● **DIRECTIVE**: Pick out every line in the records below that contains the word "stack", and copy each one in full.

┌─ DATA TO PROCESS

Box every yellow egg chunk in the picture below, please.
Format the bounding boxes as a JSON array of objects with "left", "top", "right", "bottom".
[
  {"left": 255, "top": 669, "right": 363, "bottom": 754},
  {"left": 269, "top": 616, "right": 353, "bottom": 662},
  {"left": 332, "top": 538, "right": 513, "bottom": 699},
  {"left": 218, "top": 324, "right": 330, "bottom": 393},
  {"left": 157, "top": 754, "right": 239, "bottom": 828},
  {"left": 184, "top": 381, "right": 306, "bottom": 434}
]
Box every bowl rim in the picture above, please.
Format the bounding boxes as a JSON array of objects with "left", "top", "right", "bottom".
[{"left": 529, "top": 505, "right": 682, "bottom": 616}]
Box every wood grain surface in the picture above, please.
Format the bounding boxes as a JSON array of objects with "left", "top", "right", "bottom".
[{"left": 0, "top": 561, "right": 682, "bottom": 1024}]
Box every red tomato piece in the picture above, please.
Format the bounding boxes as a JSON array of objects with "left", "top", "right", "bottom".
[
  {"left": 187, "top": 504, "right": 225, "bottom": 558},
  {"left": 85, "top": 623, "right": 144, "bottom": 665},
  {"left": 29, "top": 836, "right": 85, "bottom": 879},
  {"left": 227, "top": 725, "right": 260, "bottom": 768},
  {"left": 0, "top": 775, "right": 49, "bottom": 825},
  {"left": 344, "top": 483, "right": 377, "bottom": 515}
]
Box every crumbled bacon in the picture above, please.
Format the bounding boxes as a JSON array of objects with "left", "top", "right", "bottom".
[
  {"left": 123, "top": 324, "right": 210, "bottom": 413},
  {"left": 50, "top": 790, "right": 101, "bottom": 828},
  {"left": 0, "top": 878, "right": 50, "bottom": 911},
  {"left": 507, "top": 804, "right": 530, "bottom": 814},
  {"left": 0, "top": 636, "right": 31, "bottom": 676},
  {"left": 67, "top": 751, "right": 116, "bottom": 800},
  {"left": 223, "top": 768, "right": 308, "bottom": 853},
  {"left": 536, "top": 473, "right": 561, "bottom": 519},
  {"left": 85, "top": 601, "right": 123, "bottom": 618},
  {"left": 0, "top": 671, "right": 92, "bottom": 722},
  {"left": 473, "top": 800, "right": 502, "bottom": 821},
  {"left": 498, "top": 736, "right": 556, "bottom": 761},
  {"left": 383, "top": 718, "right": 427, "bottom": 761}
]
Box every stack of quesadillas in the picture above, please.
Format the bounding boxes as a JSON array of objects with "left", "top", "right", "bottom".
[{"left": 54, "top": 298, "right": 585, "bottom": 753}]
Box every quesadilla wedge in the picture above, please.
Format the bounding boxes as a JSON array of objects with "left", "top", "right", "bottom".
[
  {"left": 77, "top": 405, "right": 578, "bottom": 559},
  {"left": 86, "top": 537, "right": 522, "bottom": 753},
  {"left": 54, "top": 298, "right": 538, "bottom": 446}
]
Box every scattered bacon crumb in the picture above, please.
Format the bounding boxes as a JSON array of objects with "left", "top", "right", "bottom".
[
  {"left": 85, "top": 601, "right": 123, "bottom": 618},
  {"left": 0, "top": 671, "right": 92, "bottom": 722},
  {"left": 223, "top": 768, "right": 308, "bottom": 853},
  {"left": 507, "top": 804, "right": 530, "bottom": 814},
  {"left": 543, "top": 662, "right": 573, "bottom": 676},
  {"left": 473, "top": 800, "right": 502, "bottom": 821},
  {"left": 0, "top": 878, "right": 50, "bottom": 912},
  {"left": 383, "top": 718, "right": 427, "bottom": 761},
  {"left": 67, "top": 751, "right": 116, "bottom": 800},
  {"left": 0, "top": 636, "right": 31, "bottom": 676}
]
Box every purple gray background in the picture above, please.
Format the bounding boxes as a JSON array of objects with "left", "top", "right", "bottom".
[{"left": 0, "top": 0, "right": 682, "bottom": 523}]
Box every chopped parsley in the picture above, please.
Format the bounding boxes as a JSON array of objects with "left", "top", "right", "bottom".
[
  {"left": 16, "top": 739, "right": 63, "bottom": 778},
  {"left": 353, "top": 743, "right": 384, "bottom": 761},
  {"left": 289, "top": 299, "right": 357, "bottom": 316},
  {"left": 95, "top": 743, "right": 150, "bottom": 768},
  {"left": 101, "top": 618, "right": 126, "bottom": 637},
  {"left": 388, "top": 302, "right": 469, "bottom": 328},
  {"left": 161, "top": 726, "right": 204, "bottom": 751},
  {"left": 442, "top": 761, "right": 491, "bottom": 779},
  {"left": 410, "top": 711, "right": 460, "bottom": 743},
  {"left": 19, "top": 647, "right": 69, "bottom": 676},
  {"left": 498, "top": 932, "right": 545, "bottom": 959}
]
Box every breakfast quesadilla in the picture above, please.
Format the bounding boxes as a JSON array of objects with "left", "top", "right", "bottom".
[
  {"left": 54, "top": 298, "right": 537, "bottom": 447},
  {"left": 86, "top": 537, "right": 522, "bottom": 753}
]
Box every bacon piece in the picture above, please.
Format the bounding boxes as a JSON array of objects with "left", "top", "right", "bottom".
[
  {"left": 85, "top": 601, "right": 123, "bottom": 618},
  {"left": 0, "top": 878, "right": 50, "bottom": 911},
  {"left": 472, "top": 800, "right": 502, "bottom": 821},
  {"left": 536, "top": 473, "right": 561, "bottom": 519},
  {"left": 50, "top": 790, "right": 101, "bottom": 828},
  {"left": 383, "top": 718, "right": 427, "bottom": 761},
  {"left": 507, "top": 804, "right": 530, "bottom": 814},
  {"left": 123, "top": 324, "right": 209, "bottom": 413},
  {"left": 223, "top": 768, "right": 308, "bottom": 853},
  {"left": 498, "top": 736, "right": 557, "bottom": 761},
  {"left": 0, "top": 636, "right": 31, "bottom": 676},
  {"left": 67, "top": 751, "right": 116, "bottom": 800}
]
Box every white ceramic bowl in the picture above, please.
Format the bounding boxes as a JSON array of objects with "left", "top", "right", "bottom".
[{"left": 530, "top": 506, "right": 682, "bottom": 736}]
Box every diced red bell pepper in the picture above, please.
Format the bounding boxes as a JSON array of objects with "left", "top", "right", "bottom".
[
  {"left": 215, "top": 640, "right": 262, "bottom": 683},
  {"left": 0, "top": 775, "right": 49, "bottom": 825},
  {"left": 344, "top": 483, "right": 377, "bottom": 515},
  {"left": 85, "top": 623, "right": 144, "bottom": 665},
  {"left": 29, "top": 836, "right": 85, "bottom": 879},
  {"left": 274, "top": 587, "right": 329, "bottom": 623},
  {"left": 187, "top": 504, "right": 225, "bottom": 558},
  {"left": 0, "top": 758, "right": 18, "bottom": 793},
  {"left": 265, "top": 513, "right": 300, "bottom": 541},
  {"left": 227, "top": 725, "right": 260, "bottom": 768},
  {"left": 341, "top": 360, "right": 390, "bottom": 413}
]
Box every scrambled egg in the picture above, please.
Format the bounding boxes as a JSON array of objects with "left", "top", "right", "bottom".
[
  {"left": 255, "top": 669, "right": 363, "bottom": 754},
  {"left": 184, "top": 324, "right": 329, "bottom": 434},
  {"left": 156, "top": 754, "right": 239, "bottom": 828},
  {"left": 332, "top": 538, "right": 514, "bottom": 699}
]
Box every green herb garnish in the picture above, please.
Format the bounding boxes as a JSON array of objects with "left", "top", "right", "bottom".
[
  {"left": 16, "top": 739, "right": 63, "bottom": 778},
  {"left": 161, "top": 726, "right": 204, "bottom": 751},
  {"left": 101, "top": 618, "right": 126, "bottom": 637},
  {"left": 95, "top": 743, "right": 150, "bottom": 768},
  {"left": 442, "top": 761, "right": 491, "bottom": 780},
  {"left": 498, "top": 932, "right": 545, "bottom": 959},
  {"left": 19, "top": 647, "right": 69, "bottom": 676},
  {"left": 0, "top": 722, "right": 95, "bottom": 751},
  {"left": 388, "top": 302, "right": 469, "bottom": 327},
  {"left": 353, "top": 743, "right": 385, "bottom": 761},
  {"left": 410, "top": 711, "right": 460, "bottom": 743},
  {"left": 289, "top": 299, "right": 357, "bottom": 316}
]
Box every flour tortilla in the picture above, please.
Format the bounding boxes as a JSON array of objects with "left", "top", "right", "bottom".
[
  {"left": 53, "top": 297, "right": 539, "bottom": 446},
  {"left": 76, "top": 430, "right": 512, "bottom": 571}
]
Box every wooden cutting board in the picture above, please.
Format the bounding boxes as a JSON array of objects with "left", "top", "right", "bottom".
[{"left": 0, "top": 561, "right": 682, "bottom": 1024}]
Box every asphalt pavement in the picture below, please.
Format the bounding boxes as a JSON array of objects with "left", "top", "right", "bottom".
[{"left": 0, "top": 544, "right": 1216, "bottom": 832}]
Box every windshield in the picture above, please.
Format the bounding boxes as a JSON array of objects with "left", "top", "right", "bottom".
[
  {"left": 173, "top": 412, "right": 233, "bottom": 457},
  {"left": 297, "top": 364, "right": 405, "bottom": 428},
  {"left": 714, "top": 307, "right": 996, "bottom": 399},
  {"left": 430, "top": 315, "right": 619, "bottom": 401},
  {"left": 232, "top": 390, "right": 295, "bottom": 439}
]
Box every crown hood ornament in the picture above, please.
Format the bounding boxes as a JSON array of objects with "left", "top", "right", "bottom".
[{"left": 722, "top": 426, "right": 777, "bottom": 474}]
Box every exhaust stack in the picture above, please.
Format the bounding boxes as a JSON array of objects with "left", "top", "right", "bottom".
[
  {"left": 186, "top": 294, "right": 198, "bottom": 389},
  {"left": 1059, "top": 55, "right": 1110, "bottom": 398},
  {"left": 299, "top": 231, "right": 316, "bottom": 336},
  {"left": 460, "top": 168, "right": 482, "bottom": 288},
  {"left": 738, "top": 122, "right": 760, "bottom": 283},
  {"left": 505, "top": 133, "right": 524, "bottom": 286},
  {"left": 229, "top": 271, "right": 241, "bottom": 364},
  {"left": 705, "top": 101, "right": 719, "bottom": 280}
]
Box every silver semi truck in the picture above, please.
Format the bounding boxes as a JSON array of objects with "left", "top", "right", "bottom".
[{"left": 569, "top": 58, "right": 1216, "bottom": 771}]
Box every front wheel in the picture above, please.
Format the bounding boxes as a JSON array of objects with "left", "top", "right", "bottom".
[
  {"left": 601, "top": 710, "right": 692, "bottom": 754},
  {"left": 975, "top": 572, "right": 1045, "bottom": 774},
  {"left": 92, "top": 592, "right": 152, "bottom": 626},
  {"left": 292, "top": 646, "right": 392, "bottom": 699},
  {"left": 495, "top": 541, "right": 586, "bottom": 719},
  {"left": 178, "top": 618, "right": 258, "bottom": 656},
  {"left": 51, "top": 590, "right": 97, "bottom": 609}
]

└─

● **CORRECT ANSWER**:
Box every stack of quesadillas in the picture above, please.
Box every exhaust stack in the picture above, please.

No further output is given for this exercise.